**** Dataset records ****

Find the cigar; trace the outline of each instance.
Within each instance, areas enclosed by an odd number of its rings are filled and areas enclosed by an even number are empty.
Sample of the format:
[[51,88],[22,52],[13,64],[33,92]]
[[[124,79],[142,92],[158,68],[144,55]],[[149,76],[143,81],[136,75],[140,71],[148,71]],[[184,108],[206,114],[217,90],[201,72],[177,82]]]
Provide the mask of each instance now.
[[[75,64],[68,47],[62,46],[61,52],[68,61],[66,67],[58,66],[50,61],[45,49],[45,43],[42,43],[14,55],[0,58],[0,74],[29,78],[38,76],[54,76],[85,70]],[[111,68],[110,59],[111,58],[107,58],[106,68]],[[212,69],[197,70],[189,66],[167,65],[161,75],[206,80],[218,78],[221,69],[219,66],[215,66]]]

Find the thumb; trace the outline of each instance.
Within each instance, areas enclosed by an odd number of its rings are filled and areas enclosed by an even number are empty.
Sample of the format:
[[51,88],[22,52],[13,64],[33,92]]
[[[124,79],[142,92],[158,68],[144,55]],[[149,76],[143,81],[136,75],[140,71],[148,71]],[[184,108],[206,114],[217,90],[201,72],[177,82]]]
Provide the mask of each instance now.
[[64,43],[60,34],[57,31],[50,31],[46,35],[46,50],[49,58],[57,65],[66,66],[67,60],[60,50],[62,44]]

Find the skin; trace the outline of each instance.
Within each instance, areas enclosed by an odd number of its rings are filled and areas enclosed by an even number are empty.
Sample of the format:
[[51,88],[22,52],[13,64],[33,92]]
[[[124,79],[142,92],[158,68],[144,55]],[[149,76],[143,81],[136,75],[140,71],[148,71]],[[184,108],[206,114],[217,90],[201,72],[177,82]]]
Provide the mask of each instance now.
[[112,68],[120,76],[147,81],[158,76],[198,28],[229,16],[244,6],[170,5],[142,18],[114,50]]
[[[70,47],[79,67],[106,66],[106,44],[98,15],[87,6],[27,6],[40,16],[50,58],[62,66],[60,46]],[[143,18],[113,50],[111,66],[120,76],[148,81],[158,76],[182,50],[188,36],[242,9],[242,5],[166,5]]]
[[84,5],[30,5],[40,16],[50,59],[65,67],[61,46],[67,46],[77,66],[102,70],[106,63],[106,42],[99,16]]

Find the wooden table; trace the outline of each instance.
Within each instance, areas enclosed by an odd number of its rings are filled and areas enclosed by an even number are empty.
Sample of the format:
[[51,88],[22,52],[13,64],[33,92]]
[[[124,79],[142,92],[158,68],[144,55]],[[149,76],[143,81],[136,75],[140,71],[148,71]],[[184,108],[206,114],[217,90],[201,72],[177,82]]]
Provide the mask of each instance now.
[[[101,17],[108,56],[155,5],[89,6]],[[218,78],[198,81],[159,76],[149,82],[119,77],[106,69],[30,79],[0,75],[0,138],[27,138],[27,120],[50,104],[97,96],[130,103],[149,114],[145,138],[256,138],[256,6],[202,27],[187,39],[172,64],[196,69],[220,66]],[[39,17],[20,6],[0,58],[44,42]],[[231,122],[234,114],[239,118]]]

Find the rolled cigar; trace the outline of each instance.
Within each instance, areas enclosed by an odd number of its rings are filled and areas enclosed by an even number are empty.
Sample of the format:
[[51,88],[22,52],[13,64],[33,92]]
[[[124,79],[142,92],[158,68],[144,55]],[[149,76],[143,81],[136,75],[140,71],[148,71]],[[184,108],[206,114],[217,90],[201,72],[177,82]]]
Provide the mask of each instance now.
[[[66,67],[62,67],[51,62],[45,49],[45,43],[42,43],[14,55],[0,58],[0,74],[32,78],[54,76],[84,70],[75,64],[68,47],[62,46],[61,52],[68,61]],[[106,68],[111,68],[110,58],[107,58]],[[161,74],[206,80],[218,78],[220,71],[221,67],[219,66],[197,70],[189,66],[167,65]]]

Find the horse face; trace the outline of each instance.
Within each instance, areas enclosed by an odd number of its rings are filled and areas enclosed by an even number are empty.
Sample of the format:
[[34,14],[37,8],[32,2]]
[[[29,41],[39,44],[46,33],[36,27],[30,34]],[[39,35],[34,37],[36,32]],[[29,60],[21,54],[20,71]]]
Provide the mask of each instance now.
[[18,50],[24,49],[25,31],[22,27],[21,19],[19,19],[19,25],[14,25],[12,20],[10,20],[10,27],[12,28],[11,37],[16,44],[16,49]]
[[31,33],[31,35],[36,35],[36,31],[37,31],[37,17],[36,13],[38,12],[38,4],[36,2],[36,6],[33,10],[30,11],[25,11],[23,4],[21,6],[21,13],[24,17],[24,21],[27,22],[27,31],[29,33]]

****

Pull out every line in the material above that contains the word "cigar", copying each one in full.

◆ Completed task ◆
Find the cigar; trace the outline of each instance.
Find the rolled cigar; trace the outline of each instance.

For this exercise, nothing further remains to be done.